## GIVEN EXERCISE
Pick out every line of the items below that contains the word "green", and copy each such line.

## TASK INPUT

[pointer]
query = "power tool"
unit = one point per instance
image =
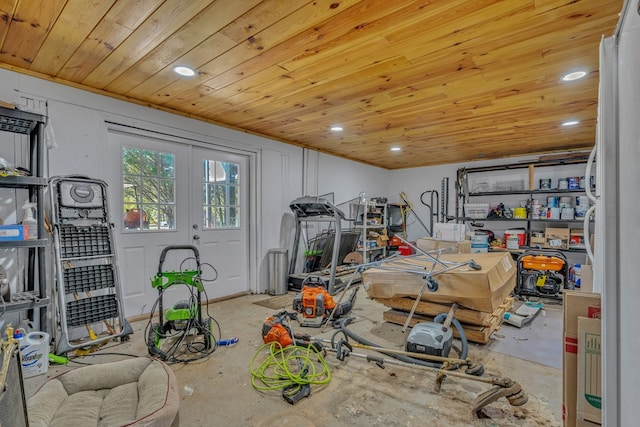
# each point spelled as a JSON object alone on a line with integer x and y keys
{"x": 315, "y": 304}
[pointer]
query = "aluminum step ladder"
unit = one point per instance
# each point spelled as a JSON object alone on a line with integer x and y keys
{"x": 89, "y": 297}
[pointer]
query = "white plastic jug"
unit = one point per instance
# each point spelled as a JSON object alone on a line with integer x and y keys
{"x": 34, "y": 354}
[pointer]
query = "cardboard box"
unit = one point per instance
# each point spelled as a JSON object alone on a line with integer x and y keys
{"x": 482, "y": 290}
{"x": 557, "y": 238}
{"x": 479, "y": 243}
{"x": 449, "y": 231}
{"x": 535, "y": 239}
{"x": 586, "y": 281}
{"x": 13, "y": 232}
{"x": 448, "y": 246}
{"x": 589, "y": 399}
{"x": 576, "y": 304}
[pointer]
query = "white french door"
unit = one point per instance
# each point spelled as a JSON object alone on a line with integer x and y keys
{"x": 220, "y": 218}
{"x": 221, "y": 245}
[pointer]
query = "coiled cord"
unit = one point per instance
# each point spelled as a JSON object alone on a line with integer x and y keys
{"x": 284, "y": 367}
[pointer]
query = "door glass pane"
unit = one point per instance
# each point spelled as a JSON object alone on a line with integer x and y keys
{"x": 221, "y": 194}
{"x": 148, "y": 190}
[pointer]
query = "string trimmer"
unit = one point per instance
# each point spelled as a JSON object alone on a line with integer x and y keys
{"x": 502, "y": 387}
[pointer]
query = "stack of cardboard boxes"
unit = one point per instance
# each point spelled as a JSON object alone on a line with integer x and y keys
{"x": 582, "y": 364}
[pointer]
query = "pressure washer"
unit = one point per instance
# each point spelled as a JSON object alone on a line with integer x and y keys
{"x": 182, "y": 328}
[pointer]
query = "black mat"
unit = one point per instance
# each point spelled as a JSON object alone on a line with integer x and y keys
{"x": 540, "y": 341}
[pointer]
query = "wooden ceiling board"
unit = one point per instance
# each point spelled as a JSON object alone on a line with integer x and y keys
{"x": 164, "y": 21}
{"x": 112, "y": 29}
{"x": 445, "y": 80}
{"x": 7, "y": 10}
{"x": 264, "y": 48}
{"x": 76, "y": 21}
{"x": 29, "y": 26}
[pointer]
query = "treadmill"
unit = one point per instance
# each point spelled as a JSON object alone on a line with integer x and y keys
{"x": 317, "y": 209}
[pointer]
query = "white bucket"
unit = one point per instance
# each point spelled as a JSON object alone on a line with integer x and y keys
{"x": 34, "y": 354}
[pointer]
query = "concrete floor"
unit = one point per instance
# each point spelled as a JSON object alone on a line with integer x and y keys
{"x": 218, "y": 390}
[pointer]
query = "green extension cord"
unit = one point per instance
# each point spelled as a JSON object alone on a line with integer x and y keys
{"x": 285, "y": 367}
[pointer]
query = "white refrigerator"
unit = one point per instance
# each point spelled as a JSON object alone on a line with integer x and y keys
{"x": 616, "y": 262}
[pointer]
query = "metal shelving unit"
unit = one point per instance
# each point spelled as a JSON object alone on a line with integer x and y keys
{"x": 34, "y": 295}
{"x": 374, "y": 218}
{"x": 464, "y": 195}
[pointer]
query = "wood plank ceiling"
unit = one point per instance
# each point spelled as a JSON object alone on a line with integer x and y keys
{"x": 445, "y": 80}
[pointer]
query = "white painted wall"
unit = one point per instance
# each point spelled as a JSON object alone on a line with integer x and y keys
{"x": 282, "y": 171}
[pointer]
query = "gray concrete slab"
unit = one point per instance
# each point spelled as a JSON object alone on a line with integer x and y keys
{"x": 219, "y": 391}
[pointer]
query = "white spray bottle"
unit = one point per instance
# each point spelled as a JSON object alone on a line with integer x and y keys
{"x": 29, "y": 220}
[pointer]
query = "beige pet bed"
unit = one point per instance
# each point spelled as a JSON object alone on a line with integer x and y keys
{"x": 134, "y": 392}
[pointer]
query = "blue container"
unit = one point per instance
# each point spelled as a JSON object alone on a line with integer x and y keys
{"x": 573, "y": 182}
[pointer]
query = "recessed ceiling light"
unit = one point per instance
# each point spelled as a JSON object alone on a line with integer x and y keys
{"x": 574, "y": 76}
{"x": 184, "y": 71}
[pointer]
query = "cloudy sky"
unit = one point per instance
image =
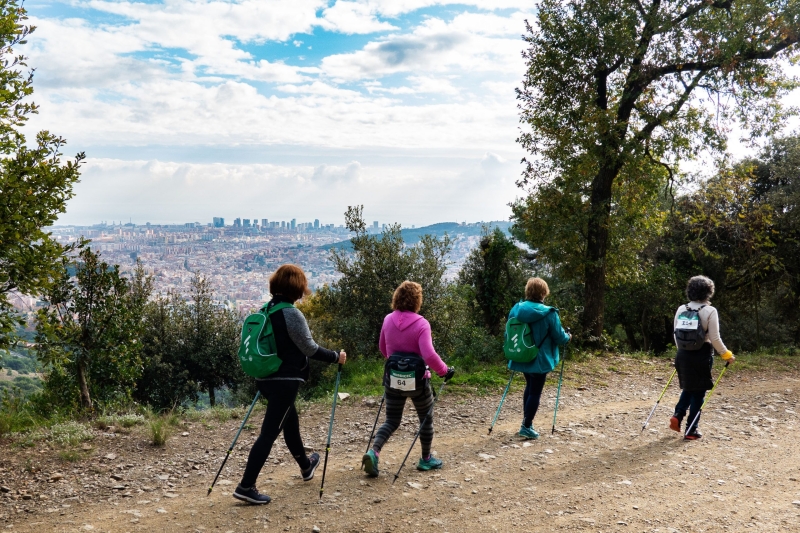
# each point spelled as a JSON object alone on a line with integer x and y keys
{"x": 280, "y": 109}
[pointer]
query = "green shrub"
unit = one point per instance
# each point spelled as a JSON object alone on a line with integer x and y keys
{"x": 127, "y": 420}
{"x": 69, "y": 434}
{"x": 15, "y": 414}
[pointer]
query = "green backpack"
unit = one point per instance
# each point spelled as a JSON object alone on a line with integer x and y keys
{"x": 519, "y": 345}
{"x": 258, "y": 352}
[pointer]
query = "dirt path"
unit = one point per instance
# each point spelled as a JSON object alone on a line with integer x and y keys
{"x": 597, "y": 473}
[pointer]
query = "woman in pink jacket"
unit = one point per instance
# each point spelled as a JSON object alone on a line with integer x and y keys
{"x": 408, "y": 333}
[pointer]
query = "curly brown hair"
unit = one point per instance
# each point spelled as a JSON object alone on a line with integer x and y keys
{"x": 290, "y": 282}
{"x": 407, "y": 297}
{"x": 536, "y": 290}
{"x": 699, "y": 288}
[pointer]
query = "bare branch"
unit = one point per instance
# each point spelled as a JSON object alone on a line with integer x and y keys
{"x": 692, "y": 10}
{"x": 665, "y": 116}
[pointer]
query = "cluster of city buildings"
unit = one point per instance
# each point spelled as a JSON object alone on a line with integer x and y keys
{"x": 236, "y": 259}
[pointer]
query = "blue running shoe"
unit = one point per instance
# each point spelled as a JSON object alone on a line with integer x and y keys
{"x": 431, "y": 463}
{"x": 528, "y": 433}
{"x": 370, "y": 463}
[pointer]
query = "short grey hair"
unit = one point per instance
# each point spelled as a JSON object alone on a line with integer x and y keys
{"x": 699, "y": 288}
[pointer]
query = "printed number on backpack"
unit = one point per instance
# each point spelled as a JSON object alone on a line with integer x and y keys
{"x": 402, "y": 380}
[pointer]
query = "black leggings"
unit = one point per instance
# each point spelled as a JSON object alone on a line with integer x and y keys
{"x": 534, "y": 384}
{"x": 281, "y": 415}
{"x": 394, "y": 414}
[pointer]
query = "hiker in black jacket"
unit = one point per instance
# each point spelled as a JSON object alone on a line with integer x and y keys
{"x": 295, "y": 347}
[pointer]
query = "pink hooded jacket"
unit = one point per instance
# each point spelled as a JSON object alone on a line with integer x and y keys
{"x": 404, "y": 331}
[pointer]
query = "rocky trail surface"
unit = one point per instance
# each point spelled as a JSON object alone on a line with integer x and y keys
{"x": 598, "y": 472}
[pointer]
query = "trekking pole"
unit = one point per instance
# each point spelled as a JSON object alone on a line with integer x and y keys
{"x": 258, "y": 394}
{"x": 330, "y": 428}
{"x": 372, "y": 433}
{"x": 558, "y": 393}
{"x": 501, "y": 401}
{"x": 430, "y": 413}
{"x": 653, "y": 410}
{"x": 690, "y": 426}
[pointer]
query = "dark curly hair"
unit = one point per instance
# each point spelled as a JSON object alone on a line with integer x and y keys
{"x": 699, "y": 289}
{"x": 290, "y": 282}
{"x": 407, "y": 297}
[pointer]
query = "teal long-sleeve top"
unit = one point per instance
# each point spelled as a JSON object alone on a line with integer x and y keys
{"x": 543, "y": 319}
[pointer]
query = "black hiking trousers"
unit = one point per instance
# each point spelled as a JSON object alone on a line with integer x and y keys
{"x": 281, "y": 415}
{"x": 395, "y": 403}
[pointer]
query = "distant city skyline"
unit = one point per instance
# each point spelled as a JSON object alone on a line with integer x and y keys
{"x": 283, "y": 107}
{"x": 187, "y": 107}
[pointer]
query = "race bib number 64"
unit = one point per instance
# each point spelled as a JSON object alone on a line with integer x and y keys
{"x": 402, "y": 380}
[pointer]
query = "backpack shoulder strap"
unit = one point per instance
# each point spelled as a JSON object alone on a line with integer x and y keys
{"x": 268, "y": 310}
{"x": 547, "y": 334}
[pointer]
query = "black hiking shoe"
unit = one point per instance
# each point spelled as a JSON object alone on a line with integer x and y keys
{"x": 308, "y": 474}
{"x": 694, "y": 434}
{"x": 370, "y": 463}
{"x": 250, "y": 495}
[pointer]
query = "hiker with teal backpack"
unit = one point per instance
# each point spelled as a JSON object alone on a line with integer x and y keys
{"x": 275, "y": 348}
{"x": 533, "y": 335}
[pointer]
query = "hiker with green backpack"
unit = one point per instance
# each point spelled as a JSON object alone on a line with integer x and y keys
{"x": 533, "y": 335}
{"x": 275, "y": 348}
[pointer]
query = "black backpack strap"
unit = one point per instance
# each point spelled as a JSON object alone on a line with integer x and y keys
{"x": 539, "y": 346}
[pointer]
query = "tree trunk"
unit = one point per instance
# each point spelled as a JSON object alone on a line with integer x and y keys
{"x": 86, "y": 399}
{"x": 597, "y": 249}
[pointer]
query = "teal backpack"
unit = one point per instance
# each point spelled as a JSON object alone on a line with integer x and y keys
{"x": 519, "y": 345}
{"x": 258, "y": 352}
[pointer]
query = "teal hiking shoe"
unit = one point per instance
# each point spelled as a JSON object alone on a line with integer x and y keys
{"x": 528, "y": 433}
{"x": 431, "y": 463}
{"x": 370, "y": 463}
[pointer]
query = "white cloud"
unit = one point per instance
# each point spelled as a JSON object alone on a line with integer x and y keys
{"x": 435, "y": 46}
{"x": 422, "y": 193}
{"x": 353, "y": 17}
{"x": 394, "y": 8}
{"x": 425, "y": 102}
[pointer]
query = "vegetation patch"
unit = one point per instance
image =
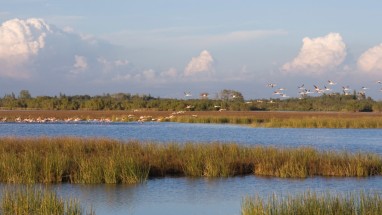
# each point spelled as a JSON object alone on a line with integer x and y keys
{"x": 77, "y": 160}
{"x": 25, "y": 201}
{"x": 314, "y": 204}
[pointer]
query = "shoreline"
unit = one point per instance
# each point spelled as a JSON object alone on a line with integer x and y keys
{"x": 271, "y": 119}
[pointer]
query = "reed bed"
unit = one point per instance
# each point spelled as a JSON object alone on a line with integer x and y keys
{"x": 292, "y": 122}
{"x": 25, "y": 201}
{"x": 314, "y": 204}
{"x": 252, "y": 118}
{"x": 77, "y": 160}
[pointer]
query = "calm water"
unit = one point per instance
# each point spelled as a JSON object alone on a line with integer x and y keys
{"x": 327, "y": 139}
{"x": 204, "y": 196}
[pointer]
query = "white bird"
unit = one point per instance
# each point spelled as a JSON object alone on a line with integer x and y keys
{"x": 317, "y": 89}
{"x": 301, "y": 87}
{"x": 331, "y": 82}
{"x": 327, "y": 89}
{"x": 284, "y": 96}
{"x": 204, "y": 95}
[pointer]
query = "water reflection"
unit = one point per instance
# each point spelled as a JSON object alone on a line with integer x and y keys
{"x": 327, "y": 139}
{"x": 201, "y": 195}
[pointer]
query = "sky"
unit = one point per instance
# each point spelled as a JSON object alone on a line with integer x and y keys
{"x": 166, "y": 47}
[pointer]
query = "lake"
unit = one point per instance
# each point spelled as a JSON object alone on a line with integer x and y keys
{"x": 201, "y": 195}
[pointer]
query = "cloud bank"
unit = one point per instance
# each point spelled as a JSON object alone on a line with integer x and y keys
{"x": 200, "y": 65}
{"x": 371, "y": 60}
{"x": 33, "y": 50}
{"x": 20, "y": 40}
{"x": 318, "y": 55}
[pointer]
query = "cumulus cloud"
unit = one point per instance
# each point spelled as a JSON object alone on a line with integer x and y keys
{"x": 80, "y": 63}
{"x": 371, "y": 60}
{"x": 35, "y": 51}
{"x": 20, "y": 40}
{"x": 202, "y": 64}
{"x": 170, "y": 73}
{"x": 318, "y": 55}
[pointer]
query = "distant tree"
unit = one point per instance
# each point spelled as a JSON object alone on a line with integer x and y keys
{"x": 227, "y": 95}
{"x": 24, "y": 94}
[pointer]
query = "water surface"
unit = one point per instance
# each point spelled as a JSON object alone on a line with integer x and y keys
{"x": 202, "y": 195}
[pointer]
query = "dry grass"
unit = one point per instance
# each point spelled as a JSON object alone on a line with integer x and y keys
{"x": 25, "y": 201}
{"x": 75, "y": 160}
{"x": 252, "y": 118}
{"x": 314, "y": 204}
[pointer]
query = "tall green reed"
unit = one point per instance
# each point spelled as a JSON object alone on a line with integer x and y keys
{"x": 314, "y": 204}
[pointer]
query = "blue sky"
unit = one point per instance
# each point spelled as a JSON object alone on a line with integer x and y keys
{"x": 168, "y": 47}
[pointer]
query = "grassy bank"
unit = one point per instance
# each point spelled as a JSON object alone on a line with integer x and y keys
{"x": 314, "y": 204}
{"x": 289, "y": 122}
{"x": 251, "y": 118}
{"x": 74, "y": 160}
{"x": 25, "y": 201}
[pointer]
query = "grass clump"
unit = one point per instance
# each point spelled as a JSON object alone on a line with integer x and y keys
{"x": 314, "y": 204}
{"x": 96, "y": 161}
{"x": 25, "y": 201}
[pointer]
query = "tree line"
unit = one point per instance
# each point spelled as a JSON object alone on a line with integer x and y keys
{"x": 230, "y": 100}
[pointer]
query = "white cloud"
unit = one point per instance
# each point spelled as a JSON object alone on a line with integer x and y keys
{"x": 149, "y": 74}
{"x": 80, "y": 64}
{"x": 19, "y": 41}
{"x": 202, "y": 64}
{"x": 318, "y": 55}
{"x": 371, "y": 60}
{"x": 170, "y": 73}
{"x": 33, "y": 50}
{"x": 22, "y": 37}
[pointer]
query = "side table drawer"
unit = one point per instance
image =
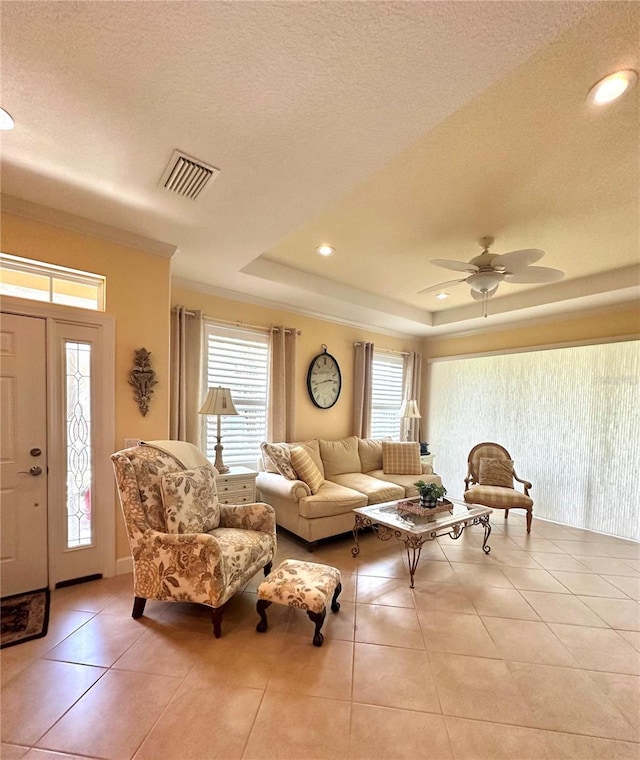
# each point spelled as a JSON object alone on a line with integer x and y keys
{"x": 236, "y": 488}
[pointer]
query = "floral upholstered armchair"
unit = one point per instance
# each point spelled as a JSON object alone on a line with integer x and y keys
{"x": 187, "y": 547}
{"x": 490, "y": 479}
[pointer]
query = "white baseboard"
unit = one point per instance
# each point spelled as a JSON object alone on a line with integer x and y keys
{"x": 124, "y": 565}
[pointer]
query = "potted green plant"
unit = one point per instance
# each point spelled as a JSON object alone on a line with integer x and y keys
{"x": 429, "y": 493}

## CORRECT RESULT
query = "green extension cord"
query = "green shrub"
query = "green backpack"
query = "hiker with green backpack"
query = "tall green reed"
query = "potted green plant"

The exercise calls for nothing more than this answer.